## [Exercise set]
1. In the guide to sighted listening tests for audio cables, what are the only things a cable can do to a signal, given that it is a passive device?
2. Write the next part of the guide to sighted listening tests for audio cables, starting after its final sentence.

--- BEGIN Page excerpt ---

This guards against a well known phenomena that causes us to focus a bit harder the second time we hear something, with the swap back to the A cable, we have a chance to reaffirm what we thought we heard as we swapped from A to B.
Again, for listening to components other than cables, use of an appropriate selector switch may be a valid way to go, as long as the different inputs are not electrically dissimilar or have a different gain.

Cymbals are not the only thing to latch onto, general percussion, a bass riff, a particular vocal, all of these will allow you to check and hone in on a particular portion of the audio spectrum, and a particular aspect of the test component. The main thing is to try and focus in on JUST that one aspect at a time, each time only on that aspect, as you swap back and forth. With a little practice and concentration, it should be possible for you to develop the ability to hear and focus in on just the cymbals or bass or vocals ONLY, and clearly enough to make some judgements about what might have changed, if anything.

If you do not hear any differences that you feel are definitive, then it may be that you are just not used to hearing any extra information that may be present. Cables are passive devices, all they can do is lose information or signals, or distort the signals. A better cable is one that is passing along the audio signal
with a minimum of losses or alterations. Other components can also be problematic if you are not used to their level of performance.

Lets think about what a cable could be modeled as. All cables have a built-in signal filter in them, and let us suppose that they have a grundge and frazzle generator built-in too. The better cables have this built-in filter set wider open in it's response to the signal, and has a lower amount of grundge and frazzle generator added. If you are used to hearing the cable with the filter that is real tight and with a smaller bandwidth, and has a certain level of grundge and frazzle, you may not appreciate a cable with a more wide open sound, or with less grundge and frazzle, because you are not used to hearing your songs this way. The other sounds you are used to hearing are still present, ad demanding your attention, so unless the previously unnoticed sounds are high enough in level to notice right away, or the grundge level has dropped enough to be immediately obvious, you may not be aware of the changes at first.
Similar concepts can apply to other audio components, they have bandwidth limitations, as well as added distortions and coloration’s.

After listening for several weeks, you may become more aware of that low level background vocal you never heard clearly before, or you may notice that the particular guitar riff had some slight string noise that you never noticed before. Once these kinds of things start happening, you might want to try that A vs. B
comparison again, and see if this time, after becoming used to a less restricting "filter", with less "grundge and frazzle generator" added, you might notice what your old cable or component was doing wrong a little more readily.

This is where the "listen for a long time before comparing components" advice comes from, and in some cases, it may be the only way to notice the differences.
On the other hand, the "grundge and frazzle generator" and the "filter" levels may have been so high on the old cable, that you might have noticed differences in clarity right away.

If all this seems like a lot of work, then don't even think about a DBT version of testing, and by the same token, if you don't go at least this far, then don't be surprised if you find it hard to hear an instant difference, as sometimes, the only way to hear things when you take the easy way out is to listen for a long time and let your ears become more experienced at hearing the wider open filters combined with the lower levels of grundge and frazzle.

This abridged version of a simple sighted listening method is not intended as a 100% iron-clad method or as a complete exposition of how to do it, merely as a beginning or starting point that is less fraught with pitfalls than some.

--- END Page excerpt ---
--- BEGIN Stored rows ---

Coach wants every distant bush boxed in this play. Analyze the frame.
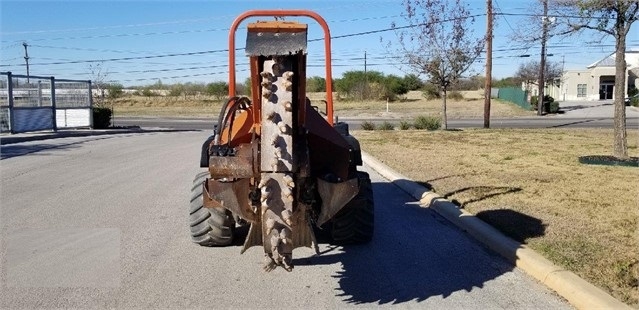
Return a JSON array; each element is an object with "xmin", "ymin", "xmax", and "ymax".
[
  {"xmin": 361, "ymin": 121, "xmax": 375, "ymax": 130},
  {"xmin": 377, "ymin": 122, "xmax": 395, "ymax": 130},
  {"xmin": 548, "ymin": 101, "xmax": 559, "ymax": 114},
  {"xmin": 422, "ymin": 83, "xmax": 441, "ymax": 100},
  {"xmin": 530, "ymin": 95, "xmax": 559, "ymax": 113},
  {"xmin": 93, "ymin": 107, "xmax": 113, "ymax": 129},
  {"xmin": 413, "ymin": 116, "xmax": 442, "ymax": 130},
  {"xmin": 447, "ymin": 91, "xmax": 464, "ymax": 101},
  {"xmin": 399, "ymin": 121, "xmax": 413, "ymax": 130}
]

--- END Stored rows ---

## [The answers]
1. It can only lose information or signals, or distort the signals.

2.
Note that by the simple expedient of using a helper to swap the cables, and having him ID the components by ONLY the designation "A" or "B", then this method of testing can become a simple blind listening test.

For more complete details, see AES preprint #3178, where I go through most of the whole process, complete with references. In this paper, I assume that the reader did have some basic knowledge of some of the popular versions of the ABX and DBT listening tests being conducted at the time.


Part 2, Listening Comparisons In More Detail.

Here is some information on how to listen during component listening comparisons, taken from my AES paper, preprint #3178, "A User Friendly Methodology for Subjective Listening tests". What earlier sections covered is summarized and condensed here:

Don't try to do too many listening trials at one sitting.

Listen to the same section of music, no longer than a minute, preferably about 45 seconds long, no shorter than 30 seconds. Repeat it for each set of trials exactly. When moving on to a new set of trials (ABA), use a fresh section of music, or rotate several different sections through so that you are not listening to the same musical segment over and over, it is too easy to become overly familiar and therefore bored with the selection if too many repeats occur in a short time frame.

CONCENTRATE while listening, as listening for comparison purposes is not the same as listening to music for pleasure. You must be in an analytical mode at all times. This will take some practice. Casual listening will not pick up on anything but major differences.

Use a set defined pattern of component switching. Instead of just switching back and forth between components being compared, listen to A, then B, then A. If doing a comparison that will not be reversible (or readily reversible), such as coating a CD with green ink around the edges, use an A, A, then B pattern, or in the case of the CD, listen to it twice, THEN coat it and listen again.

DO NOT keep switching back and forth, A, B, A, B, A, B, as this WILL lead to listening fatigue quite quickly. Listen just a few times VERY INTENTLY, and make them count. It is usually helpful to gently remind the listeners to FOCUS on the musical details before each trail begins, but after about the 10th time, they may want to smak you in the face!
Regardless, they DO need to focus and concentrate intently for the duration of each ABA or ABAX trial sequence Use the suggested method for listening to specific musical details below.

If you wish to make this a forced choice blind test, have the forced choice X at the end of the chosen sequence, e.g., A, B, A, X. OR A, A, B, X
Obviously, if you wish to perform the comparison blind, some assistance will be needed for swapping cables and keeping track of what unit is being presented.

Note that single blind conditions are met just by having the components being compared identified by only a label of "A" or "B". You (the listener) should not know at any given time, which actual unit is being called A, and which is called B.

Note that some warm up maybe helpful, if you are going to attempt the forced choice ABX type method, this could consist of just a few preliminary trial runs.

Folks who have never done this before should probably have their first set of trial runs thrown out, although there are a few who can pick up on it rather quickly.

For cable comparisons, do not use switchboxes, tape loops, etc, BUT swap cables or cables to the components. Keep the volume control the same, and switch temporarily to a dead source to avoid any switching transients when swapping cables, or for components that have the same gain/output level. For those that are not matched, set gain at 1 kHz, and match to within 0.1 dB, or approx. 1% in terms of voltage.

Finally, do not take notes or talk to others during the trails, wait till after the whole session is done, and you have made you choices or written down your notes. Focus on the task at hand during the musical segment playback, and take mental notes of what is going on.

This may seem like a harder thing to do than to actually discern differences, but the entire test sequence does not take that long, and it will help you concentrate on the task at hand.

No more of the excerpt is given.